(WHAT IS REQUIRED):
Reproduce the entries from their very start up to and including the line with "232), (426, 256)]", swapping "bull" for "ox" and leaving everything else as it is.

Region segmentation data
* * * * *
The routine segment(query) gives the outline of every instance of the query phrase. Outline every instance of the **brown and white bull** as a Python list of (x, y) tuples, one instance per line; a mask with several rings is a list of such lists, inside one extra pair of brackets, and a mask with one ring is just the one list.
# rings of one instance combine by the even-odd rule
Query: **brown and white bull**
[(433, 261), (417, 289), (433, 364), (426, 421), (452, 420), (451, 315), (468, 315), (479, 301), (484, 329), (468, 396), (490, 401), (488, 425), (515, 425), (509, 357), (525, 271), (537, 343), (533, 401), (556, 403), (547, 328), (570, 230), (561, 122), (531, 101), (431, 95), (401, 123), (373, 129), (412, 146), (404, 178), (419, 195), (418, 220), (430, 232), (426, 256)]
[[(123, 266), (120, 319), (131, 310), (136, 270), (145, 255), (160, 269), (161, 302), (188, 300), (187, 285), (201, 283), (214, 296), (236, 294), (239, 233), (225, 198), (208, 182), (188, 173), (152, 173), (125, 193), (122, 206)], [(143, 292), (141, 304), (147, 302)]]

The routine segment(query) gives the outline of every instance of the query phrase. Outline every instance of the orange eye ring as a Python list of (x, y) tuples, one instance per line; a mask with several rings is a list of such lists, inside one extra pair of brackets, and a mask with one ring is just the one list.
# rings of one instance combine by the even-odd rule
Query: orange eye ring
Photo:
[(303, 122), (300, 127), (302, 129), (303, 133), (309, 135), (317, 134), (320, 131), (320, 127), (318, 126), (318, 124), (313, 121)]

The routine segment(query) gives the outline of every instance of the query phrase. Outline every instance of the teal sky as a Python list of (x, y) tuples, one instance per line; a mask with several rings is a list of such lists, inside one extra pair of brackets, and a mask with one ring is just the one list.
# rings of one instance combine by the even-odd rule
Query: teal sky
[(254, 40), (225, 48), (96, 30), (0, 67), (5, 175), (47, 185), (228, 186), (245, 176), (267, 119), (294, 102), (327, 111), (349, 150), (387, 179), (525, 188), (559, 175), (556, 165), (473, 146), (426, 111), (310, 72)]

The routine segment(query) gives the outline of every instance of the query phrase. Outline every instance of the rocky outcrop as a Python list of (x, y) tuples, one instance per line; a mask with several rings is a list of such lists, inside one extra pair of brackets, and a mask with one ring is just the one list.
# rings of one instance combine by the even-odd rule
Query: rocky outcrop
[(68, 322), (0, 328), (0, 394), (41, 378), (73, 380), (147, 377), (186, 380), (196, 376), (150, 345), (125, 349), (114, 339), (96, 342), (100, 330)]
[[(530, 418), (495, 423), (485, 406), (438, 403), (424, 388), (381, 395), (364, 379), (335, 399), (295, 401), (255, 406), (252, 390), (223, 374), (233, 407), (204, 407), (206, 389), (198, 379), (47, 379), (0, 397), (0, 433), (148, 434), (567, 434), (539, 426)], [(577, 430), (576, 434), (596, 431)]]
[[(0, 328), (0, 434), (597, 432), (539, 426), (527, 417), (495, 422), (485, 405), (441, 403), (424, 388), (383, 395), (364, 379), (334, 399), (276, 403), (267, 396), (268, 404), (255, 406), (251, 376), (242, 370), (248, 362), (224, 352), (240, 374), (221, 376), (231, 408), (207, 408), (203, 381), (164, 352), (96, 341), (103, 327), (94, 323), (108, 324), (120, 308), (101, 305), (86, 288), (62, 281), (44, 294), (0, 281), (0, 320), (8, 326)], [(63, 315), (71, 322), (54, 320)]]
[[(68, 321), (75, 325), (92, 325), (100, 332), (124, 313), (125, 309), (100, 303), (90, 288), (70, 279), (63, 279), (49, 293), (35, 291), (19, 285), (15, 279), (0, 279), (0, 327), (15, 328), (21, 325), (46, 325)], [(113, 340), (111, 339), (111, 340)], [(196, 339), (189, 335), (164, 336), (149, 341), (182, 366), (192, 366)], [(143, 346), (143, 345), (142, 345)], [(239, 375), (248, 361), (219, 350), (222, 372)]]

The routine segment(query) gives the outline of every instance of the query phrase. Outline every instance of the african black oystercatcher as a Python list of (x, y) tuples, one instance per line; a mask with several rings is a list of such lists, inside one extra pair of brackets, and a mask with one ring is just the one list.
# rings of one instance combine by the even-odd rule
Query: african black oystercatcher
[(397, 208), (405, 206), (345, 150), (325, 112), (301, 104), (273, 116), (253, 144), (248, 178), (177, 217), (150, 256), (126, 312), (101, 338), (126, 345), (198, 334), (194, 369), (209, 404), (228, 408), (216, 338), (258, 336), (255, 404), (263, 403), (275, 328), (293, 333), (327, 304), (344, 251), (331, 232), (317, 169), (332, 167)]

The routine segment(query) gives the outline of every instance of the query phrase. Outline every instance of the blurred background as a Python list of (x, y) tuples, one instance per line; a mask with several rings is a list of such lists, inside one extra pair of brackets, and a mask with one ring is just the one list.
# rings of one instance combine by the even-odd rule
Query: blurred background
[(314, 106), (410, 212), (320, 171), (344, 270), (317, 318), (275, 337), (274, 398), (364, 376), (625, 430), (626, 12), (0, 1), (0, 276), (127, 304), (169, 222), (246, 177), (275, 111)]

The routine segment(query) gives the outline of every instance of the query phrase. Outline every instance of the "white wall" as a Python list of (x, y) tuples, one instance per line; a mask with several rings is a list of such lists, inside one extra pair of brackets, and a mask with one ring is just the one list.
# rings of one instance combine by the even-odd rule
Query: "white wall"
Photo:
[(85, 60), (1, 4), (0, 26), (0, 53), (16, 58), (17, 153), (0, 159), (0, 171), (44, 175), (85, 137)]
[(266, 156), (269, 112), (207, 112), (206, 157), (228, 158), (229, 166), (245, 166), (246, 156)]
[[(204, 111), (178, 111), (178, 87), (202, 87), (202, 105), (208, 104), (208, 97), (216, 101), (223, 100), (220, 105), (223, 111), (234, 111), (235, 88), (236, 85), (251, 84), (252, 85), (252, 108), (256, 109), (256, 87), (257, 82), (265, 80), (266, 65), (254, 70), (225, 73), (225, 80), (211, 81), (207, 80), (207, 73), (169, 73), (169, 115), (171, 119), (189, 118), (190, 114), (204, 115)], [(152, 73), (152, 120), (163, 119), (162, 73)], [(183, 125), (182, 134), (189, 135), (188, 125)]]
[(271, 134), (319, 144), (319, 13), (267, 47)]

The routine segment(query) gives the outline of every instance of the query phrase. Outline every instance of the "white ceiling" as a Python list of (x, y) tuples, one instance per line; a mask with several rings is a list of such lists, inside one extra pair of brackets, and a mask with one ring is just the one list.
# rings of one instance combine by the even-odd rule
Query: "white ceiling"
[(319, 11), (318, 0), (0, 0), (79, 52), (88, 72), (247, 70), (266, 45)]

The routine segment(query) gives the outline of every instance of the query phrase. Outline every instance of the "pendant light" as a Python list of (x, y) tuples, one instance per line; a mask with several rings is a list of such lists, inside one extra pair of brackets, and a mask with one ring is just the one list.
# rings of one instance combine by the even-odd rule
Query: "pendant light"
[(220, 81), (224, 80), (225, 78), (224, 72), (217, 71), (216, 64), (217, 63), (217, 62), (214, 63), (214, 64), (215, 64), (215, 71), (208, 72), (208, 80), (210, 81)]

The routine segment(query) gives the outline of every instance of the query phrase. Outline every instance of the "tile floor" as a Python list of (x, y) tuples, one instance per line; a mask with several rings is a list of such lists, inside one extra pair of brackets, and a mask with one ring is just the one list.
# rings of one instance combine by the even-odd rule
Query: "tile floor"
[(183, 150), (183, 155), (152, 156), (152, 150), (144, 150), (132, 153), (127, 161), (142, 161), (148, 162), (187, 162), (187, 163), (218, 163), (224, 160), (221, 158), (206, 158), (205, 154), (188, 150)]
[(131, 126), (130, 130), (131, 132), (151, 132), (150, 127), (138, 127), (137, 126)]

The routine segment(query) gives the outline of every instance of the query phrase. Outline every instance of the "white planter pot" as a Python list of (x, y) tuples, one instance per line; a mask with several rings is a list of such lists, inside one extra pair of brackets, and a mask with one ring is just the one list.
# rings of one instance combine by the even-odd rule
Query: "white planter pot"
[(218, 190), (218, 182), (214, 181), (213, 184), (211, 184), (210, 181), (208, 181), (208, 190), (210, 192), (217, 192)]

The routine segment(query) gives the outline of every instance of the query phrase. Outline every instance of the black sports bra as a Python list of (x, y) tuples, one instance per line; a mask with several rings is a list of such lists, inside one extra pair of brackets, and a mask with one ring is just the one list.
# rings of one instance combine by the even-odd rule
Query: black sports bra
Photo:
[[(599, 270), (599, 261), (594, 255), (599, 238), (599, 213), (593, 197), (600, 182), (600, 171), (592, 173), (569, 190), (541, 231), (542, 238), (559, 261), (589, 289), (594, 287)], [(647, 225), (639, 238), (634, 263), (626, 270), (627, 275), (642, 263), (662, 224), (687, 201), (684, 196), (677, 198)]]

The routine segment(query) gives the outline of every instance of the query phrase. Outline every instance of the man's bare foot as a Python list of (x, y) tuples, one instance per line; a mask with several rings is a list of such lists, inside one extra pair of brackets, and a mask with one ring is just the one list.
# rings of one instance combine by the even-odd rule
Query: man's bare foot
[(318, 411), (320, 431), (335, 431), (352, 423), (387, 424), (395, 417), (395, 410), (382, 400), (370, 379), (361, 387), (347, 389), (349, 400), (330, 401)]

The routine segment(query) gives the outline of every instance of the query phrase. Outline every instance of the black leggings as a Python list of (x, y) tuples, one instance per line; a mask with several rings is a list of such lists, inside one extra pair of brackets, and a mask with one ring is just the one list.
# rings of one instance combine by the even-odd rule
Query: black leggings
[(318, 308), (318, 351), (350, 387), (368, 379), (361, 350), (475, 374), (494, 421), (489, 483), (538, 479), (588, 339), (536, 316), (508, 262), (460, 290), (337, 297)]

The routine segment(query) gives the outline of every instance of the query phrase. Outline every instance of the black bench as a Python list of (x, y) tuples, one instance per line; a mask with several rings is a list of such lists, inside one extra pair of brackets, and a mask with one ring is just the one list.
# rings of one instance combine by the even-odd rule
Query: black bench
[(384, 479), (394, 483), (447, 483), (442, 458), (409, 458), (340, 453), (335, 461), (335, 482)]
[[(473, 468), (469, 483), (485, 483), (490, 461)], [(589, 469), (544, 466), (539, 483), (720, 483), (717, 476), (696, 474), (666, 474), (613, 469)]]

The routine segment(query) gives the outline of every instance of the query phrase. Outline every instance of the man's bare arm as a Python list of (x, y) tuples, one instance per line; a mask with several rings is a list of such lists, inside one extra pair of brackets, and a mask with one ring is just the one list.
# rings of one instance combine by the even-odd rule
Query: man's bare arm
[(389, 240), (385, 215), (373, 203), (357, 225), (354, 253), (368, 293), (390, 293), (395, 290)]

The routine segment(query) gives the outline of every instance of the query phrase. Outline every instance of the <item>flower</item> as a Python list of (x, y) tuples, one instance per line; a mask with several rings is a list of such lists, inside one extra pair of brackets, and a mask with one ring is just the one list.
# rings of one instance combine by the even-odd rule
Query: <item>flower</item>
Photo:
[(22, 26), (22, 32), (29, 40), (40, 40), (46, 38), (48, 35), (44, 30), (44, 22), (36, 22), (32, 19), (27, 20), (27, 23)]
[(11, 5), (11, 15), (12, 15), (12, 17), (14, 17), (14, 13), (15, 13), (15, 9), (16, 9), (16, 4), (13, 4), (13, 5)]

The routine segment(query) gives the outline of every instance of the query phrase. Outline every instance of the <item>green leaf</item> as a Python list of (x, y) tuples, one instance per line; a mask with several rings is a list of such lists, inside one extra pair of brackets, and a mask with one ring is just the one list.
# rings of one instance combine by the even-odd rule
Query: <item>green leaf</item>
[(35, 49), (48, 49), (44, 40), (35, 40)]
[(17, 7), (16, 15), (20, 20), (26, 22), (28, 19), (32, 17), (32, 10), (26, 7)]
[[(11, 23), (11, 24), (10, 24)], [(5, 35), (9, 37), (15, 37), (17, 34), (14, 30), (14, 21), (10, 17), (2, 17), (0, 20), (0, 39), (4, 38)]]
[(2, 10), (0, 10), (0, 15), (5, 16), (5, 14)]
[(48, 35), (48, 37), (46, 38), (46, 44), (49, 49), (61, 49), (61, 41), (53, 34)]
* * * * *
(CORRECT RESPONSE):
The routine segment(query) gives the outline of every instance of the query phrase. Outline every instance of the **brown and white ox** as a Python list of (x, y) tuples, one instance per line; a mask with several rings is a list of such lists, inside one extra pair of brackets, and a mask with one ring is just the one list.
# rings of one instance combine by the even-odd rule
Query: **brown and white ox**
[(433, 261), (417, 289), (433, 364), (426, 421), (452, 420), (451, 315), (468, 315), (479, 301), (484, 329), (468, 396), (490, 401), (488, 425), (515, 425), (509, 357), (525, 271), (537, 343), (533, 401), (556, 403), (547, 328), (570, 230), (561, 122), (531, 101), (431, 95), (401, 123), (373, 129), (412, 146), (404, 178), (419, 195), (418, 220), (430, 232), (426, 256)]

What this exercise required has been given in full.